# Please Help Me Find My Next WL Puppy!!!



## voodoolamb (Jun 21, 2015)

With my current boy's severe epilepsy - i have to officially 'wash' him as my IPO dog. I'm itching to get back to training and going to club though. So I think it's time for puppy shopping!

I'm on the east coast and would be willing to pick up in person anywhere between flordia and new england. But I am not opposed to having a pup shipped to me from across the country, or even imported if there was someone trustworthy willing to hold my hand through the process... 

Here's what I'm looking for:

Moderate to low-high prey drive

Strong herding instincts (herding titles close up in the pedigree is a huge selling point for me, actually herding instincts is probably the most important factor in this puppy search)

Medium to High Energy but able to train a solid 'off button'

Civil (higher defensive drive dogs are OK with me)

Intelligent with loads of good sense.

Any leads to breeders, lines, or individual dogs that produce the type of dog I am looking for is greatly appreciated.


----------



## wolfstraum (May 2, 2003)

I have an HGH titled female. If I was loaded and not physically compromised, I could easily put an IPO title on her. Astrovan's Copper is her daughter.....Kira is with me, lives in house (shares time), runs with Lucca (2 year old female, even when in heat) and herds every bone in the house ever night onto the dog bed!

I will be breeding her again this spring/summer hopefully.



Lee


----------



## Jax08 (Feb 13, 2009)

Ask here. There are a ton of breeders up and down the eastern seaboard. 

https://www.facebook.com/groups/100827050053129/


----------



## voodoolamb (Jun 21, 2015)

wolfstraum said:


> I have an HGH titled female. If I was loaded and not physically compromised, I could easily put an IPO title on her. Astrovan's Copper is her daughter.....Kira is with me, lives in house (shares time), runs with Lucca (2 year old female, even when in heat) and herds every bone in the house ever night onto the dog bed!
> 
> I will be breeding her again this spring/summer hopefully.
> 
> ...


Lmao love that about the bone herding!!! 

I breed Fancy Rats. My guy is quite adept at herding the rebels back to their cage when they don't willing go in. He saved my butt the other night. I had some in the living room instead of the rat room and they chewed a hole in their cage and I woke up to him being, well not a living fence, but 
a living cage bar. The would try to slip out and he muzzle punched them back in. He had been at it for a couple hours based on his barking I had been ignoring.


----------



## Thecowboysgirl (Nov 30, 2006)

voodoolamb said:


> Lmao love that about the bone herding!!!
> 
> I breed Fancy Rats. My guy is quite adept at herding the rebels back to their cage when they don't willing go in. He saved my butt the other night. I had some in the living room instead of the rat room and they chewed a hole in their cage and I woke up to him being, well not a living fence, but
> a living cage bar. The would try to slip out and he muzzle punched them back in. He had been at it for a couple hours based on his barking I had been ignoring.


LOL

Oh how I miss my ratties....


----------



## Thecowboysgirl (Nov 30, 2006)

PS good luck in your puppy search.


----------



## LuvShepherds (May 27, 2012)

Thecowboysgirl said:


> LOL
> 
> Oh how I miss my ratties....


You can get more. Ask Voodoo. She has enough to share.


----------



## creegh (Sep 12, 2014)

RECORDS SHOWN:

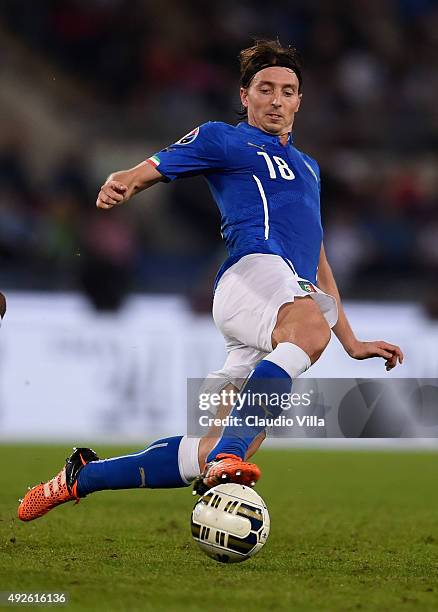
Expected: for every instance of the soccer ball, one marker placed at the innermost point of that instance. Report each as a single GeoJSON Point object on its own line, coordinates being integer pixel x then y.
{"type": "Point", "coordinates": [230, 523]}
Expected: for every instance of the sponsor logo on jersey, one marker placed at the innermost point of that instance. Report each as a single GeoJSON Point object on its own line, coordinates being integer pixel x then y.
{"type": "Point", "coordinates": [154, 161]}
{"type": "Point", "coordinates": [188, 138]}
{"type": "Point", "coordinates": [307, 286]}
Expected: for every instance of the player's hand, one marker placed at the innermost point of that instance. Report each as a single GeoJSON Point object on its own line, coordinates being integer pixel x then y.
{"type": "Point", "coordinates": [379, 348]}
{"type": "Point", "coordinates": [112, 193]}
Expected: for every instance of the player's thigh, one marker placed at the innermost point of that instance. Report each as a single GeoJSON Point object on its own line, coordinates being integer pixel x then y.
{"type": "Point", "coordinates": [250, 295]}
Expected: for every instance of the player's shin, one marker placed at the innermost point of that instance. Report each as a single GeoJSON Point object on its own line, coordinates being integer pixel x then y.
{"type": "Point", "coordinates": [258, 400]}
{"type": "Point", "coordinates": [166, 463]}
...
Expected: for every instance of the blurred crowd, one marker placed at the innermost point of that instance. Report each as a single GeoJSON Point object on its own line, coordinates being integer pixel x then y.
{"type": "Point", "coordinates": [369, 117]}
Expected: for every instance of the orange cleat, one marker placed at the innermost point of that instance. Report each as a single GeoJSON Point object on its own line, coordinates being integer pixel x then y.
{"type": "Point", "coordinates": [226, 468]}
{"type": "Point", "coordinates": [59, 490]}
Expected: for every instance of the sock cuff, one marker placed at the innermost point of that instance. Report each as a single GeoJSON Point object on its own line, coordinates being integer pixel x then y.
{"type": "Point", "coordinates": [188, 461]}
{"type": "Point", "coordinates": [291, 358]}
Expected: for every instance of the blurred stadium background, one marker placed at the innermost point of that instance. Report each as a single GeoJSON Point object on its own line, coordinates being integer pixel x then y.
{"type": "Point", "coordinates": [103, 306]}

WHAT IS REQUIRED:
Answer these questions from the forum thread about finding a new working-line puppy:
1. Which quality does voodoolamb call probably the most important factor in the puppy search?
2. What does Kira herd onto the dog bed every night?
3. What animals does voodoolamb breed?

ANSWER FOR THE TASK:
1. Strong herding instincts
2. Every bone in the house
3. Fancy Rats